Ob ihm dies gelungen ist, ist angesichts seiner außerordentlich schöpferischen Kreativität kaum zu beurteilen, noch im letzten Jahr jedoch hat er mit Ljóð munna rödd (in etwa: Gedichte erinnern sich an eine Stimme) der Nachwelt einen wunderbaren Gedichtband hinterlassen, der allein im Zeitraum seines ersten Erscheinens im September bis zum Dezember des Jahres zwei Neuauflagen erfuhr.

Sigurður Pálsson wurde 1948 in Nordisland geboren; er studierte französische Sprache und Literatur in Toulouse und an der Sorbonne in Paris, ebenso Theaterwissenschaften und Filmregie. Seit seiner Rückkehr nach Island in 1975 war er als Dozent an Theater- und Schauspielschulen tätig, arbeitete als Journalist und bei Film und Fernsehen.

Vor allem aber veröffentlichte er seit seinem 1976 erschienenen lyrischen Debüt Ljóð vega salt (Gedichte in der Waage) zahlreiche weitere Gedichtbände, Romane, Theaterstücke, Fernseh- und Radiomanuskripte sowie Übersetzungen, insbesondere aus dem Französischen – Veröffentlichungen, für die er zahlreiche literarische Ehrungen und Auszeichnungen erhielt, u. a. in 2007 den Isländischen Literaturpreis und ein Jahr später die Auszeichnung Chevalier de l´Ordre du Mérite für seinen Beitrag zur Verbreitung französischer Kultur in Island.

» AUFGABEN
A – In welchem Jahr erhielt Sigurður Pálsson laut dem Text über ihn den Isländischen Literaturpreis?
B – Gib im Text über Sigurður Pálsson den Abschnitt von „Ob ihm dies“ bis „Film und Fernsehen.“ wortgetreu wieder.
C – Schreibe den Text über Sigurður Pálsson im Anschluss an seinen letzten Satz weiter.
Die Auflistung stammt aus einer anderen Quelle als der Text über Sigurður Pálsson.

» DATEN
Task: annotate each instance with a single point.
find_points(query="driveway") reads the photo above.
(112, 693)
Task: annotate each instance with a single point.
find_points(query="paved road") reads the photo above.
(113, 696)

» LÖSUNGEN
A – Im Jahr 2007.

B –
Ob ihm dies gelungen ist, ist angesichts seiner außerordentlich schöpferischen Kreativität kaum zu beurteilen, noch im letzten Jahr jedoch hat er mit Ljóð munna rödd (in etwa: Gedichte erinnern sich an eine Stimme) der Nachwelt einen wunderbaren Gedichtband hinterlassen, der allein im Zeitraum seines ersten Erscheinens im September bis zum Dezember des Jahres zwei Neuauflagen erfuhr.

Sigurður Pálsson wurde 1948 in Nordisland geboren; er studierte französische Sprache und Literatur in Toulouse und an der Sorbonne in Paris, ebenso Theaterwissenschaften und Filmregie. Seit seiner Rückkehr nach Island in 1975 war er als Dozent an Theater- und Schauspielschulen tätig, arbeitete als Journalist und bei Film und Fernsehen.

C –
Leider ist sein Werk, anders als insbesondere in Frankreich, aber auch in weiteren Sprachräumen, hierzulande kaum übersetzt und publiziert – meines Wissens hat ihn allein die Literaturzeitschrift die horen gelegentlich vorgestellt, zuletzt in dem Band über Islands Atomdichter Bei betagten Schiffen.

Hieraus sei nun auch zur Erinnerung an ihn das folgende Gedicht, das ich seinerzeit gemeinsam mit  Jón Thor Gíslason ins Deutsche übertragen habe, zitiert.

Andere Leben

Es gibt andere Leben die gelebt werden
andere Grüße gerichtet an andere Menschen
 
Den Strahl des Monds der einst über die Schneebank glitt
erinnere ich nicht mehr

Ich sitze hier bei heißem Kaffee
in der Stille des Morgens;
 
ein anderer Mond den ich noch nie gesehen habe
ist gerade verblasst
 
und die Frau die Brot kauft im Laden
kennt mich nicht

Gute Reise, lieber Freund! Und hab´ Dank für Dein großartiges Werk!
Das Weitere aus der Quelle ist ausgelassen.